_Records for processing_
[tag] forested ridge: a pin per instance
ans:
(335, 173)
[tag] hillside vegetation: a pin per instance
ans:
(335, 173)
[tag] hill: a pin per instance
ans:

_Problem to solve_
Rewrite the entries above with "pin" swapped for "marker" wherever it occurs. Leave everything else unchanged.

_Expected answer_
[tag] forested ridge: a marker per instance
ans:
(335, 173)
[tag] hillside vegetation: a marker per instance
ans:
(335, 173)
[tag] hill: a marker per instance
ans:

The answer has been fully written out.